Collection entries:
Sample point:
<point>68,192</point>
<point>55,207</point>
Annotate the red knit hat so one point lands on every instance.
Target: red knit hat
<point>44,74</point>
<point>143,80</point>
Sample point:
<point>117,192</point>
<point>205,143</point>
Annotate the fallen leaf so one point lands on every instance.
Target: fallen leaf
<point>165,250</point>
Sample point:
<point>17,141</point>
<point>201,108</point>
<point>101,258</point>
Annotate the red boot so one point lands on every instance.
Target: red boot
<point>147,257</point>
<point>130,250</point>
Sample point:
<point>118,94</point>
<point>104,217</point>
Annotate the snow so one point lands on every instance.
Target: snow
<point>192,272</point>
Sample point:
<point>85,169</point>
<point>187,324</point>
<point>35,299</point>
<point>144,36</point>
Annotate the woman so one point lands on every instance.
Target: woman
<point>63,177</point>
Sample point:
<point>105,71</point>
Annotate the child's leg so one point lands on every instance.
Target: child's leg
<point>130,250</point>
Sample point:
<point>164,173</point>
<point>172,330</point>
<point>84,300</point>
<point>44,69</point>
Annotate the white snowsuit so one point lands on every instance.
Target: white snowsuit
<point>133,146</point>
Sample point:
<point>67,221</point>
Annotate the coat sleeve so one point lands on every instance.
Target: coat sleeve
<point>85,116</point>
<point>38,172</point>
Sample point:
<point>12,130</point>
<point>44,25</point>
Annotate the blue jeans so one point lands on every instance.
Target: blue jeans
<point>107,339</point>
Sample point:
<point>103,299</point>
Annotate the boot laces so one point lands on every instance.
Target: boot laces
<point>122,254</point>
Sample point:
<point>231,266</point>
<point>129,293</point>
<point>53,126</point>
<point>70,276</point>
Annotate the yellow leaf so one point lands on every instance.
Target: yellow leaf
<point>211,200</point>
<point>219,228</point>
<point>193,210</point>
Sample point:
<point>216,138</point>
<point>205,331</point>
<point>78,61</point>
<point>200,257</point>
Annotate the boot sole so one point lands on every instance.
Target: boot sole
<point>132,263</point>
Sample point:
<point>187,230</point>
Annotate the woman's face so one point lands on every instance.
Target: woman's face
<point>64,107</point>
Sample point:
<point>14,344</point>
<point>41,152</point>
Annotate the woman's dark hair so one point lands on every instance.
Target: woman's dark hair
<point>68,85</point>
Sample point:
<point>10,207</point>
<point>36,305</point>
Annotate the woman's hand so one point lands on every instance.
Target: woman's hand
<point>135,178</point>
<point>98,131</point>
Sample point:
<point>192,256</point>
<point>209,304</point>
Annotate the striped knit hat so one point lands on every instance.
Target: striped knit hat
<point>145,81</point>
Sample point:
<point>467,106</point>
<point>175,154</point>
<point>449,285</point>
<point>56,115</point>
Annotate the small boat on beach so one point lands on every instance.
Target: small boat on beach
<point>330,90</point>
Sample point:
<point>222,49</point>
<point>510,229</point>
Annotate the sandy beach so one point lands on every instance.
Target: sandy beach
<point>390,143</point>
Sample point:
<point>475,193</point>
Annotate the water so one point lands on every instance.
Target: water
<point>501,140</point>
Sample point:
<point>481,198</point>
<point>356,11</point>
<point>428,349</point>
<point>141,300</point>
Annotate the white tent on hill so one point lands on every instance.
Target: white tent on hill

> Exercise goal
Each entry above must be retyped exactly.

> Solution for this exercise
Sample point:
<point>68,192</point>
<point>55,207</point>
Annotate the red knit hat so one point lands on every instance.
Target: red knit hat
<point>44,74</point>
<point>143,80</point>
Sample point:
<point>117,192</point>
<point>205,143</point>
Annotate the fallen leaf so one point lands on every instance.
Target: fallen leaf
<point>165,250</point>
Sample point:
<point>17,141</point>
<point>201,108</point>
<point>101,258</point>
Annotate the red boot so one point lands on every instance.
Target: red boot
<point>147,257</point>
<point>130,250</point>
Sample point:
<point>118,94</point>
<point>104,217</point>
Annotate the snow so one point lands on every instance.
Target: snow
<point>192,272</point>
Sample point:
<point>85,169</point>
<point>187,324</point>
<point>35,299</point>
<point>144,36</point>
Annotate the woman so one point lands on every instance.
Target: woman
<point>63,177</point>
Sample point:
<point>105,71</point>
Annotate the child's leg so one point lands on every instance.
Target: child's leg
<point>130,250</point>
Sample point:
<point>164,173</point>
<point>172,330</point>
<point>84,300</point>
<point>44,69</point>
Annotate the white snowsuit so one point lands on every instance.
Target: white snowsuit
<point>133,146</point>
Sample point:
<point>67,221</point>
Annotate the coat sleeve so one point lands on every instance.
Target: coat sleeve
<point>85,116</point>
<point>38,172</point>
Sample point:
<point>12,130</point>
<point>44,25</point>
Annotate the blue jeans so one point lands on every instance.
Target: blue jeans
<point>107,339</point>
Sample point:
<point>103,299</point>
Annotate the boot laces so one point lands on every instance.
Target: boot laces
<point>122,254</point>
Sample point:
<point>231,266</point>
<point>129,293</point>
<point>53,126</point>
<point>70,276</point>
Annotate the yellow leaf so one point lands on every instance.
Target: yellow leaf
<point>211,200</point>
<point>219,228</point>
<point>193,210</point>
Sample point:
<point>216,138</point>
<point>205,331</point>
<point>78,61</point>
<point>200,257</point>
Annotate the boot sole so one point lands on every instance.
Target: boot sole
<point>132,263</point>
Sample point:
<point>187,230</point>
Annotate the woman's face so one point lands on every instance.
Target: woman's face
<point>64,107</point>
Sample point:
<point>14,344</point>
<point>41,152</point>
Annotate the woman's dark hair so one point lands on every instance.
Target: woman's dark hair
<point>68,85</point>
Sample point:
<point>10,207</point>
<point>36,305</point>
Annotate the woman's hand so one point lands on every instance.
Target: woman's hand
<point>135,178</point>
<point>98,131</point>
Sample point:
<point>192,256</point>
<point>209,304</point>
Annotate the striped knit hat so one point lands on every instance.
Target: striped knit hat
<point>145,81</point>
Sample point:
<point>467,106</point>
<point>175,154</point>
<point>449,285</point>
<point>56,115</point>
Annotate the small boat on beach so one point lands on every instance.
Target: small boat on beach
<point>330,90</point>
Sample point:
<point>222,49</point>
<point>510,229</point>
Annotate the sandy beach so one point lands on every instance.
Target: sandy beach
<point>390,143</point>
Sample point:
<point>475,193</point>
Annotate the water so one point lands on every instance.
Target: water
<point>501,140</point>
Sample point:
<point>481,198</point>
<point>356,11</point>
<point>428,349</point>
<point>141,300</point>
Annotate the white tent on hill so one point lands on every instance.
Target: white tent on hill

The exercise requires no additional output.